**OBJETIVO DEL EJERCICIO:**
¿Puedes reproducir completo y sin ningún cambio el fragmento sobre el diálogo que aparece más abajo?

EQUILIBRIO
Más cafés, menos arrogancia
¿Cómo dialogar cuando nadie se quiere escuchar?
Pareciera que, aunque como sociedad logramos derrocar las monarquías y el totalitarismo, aún tenemos una gran lucha que dar, tal vez una de las más importantes de la modernidad, la lucha contra la monarquía de nuestros pensamientos y nuestras almas, nuestras lealtades, egos y paradigmas de éxito del pasado.
Decidí estudiar economía con la convicción de poder aportar a los grandes problemas sociales. Su definición inspiraba a un joven idealista, romántico y soñador. La idea de garantizar una correcta distribución de los recursos escasos de una sociedad para el beneficio colectivo me emocionaba. Durante la carrera entendí que gran parte de las soluciones de los problemas mundiales ya están inventadas, pero que su implementación se dificulta por una incapacidad de dialogar y llegar a acuerdos sociales donde primen los intereses colectivos por encima de los individuales.

**DATOS:**
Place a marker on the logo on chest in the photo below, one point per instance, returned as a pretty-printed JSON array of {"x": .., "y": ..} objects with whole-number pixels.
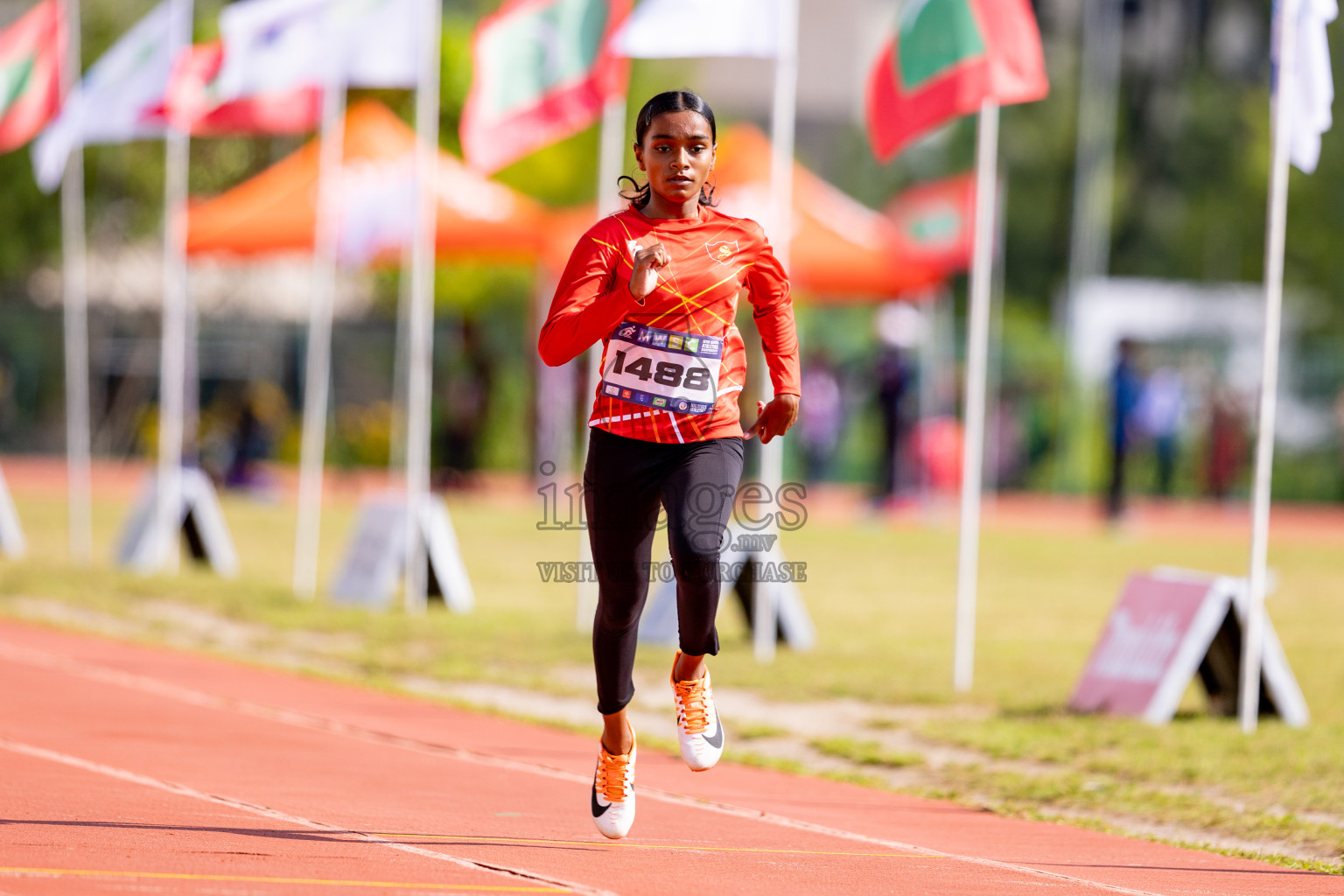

**RESPUESTA FINAL:**
EQUILIBRIO
Más cafés, menos arrogancia
¿Cómo dialogar cuando nadie se quiere escuchar?
Pareciera que, aunque como sociedad logramos derrocar las monarquías y el totalitarismo, aún tenemos una gran lucha que dar, tal vez una de las más importantes de la modernidad, la lucha contra la monarquía de nuestros pensamientos y nuestras almas, nuestras lealtades, egos y paradigmas de éxito del pasado.
Decidí estudiar economía con la convicción de poder aportar a los grandes problemas sociales. Su definición inspiraba a un joven idealista, romántico y soñador. La idea de garantizar una correcta distribución de los recursos escasos de una sociedad para el beneficio colectivo me emocionaba. Durante la carrera entendí que gran parte de las soluciones de los problemas mundiales ya están inventadas, pero que su implementación se dificulta por una incapacidad de dialogar y llegar a acuerdos sociales donde primen los intereses colectivos por encima de los individuales.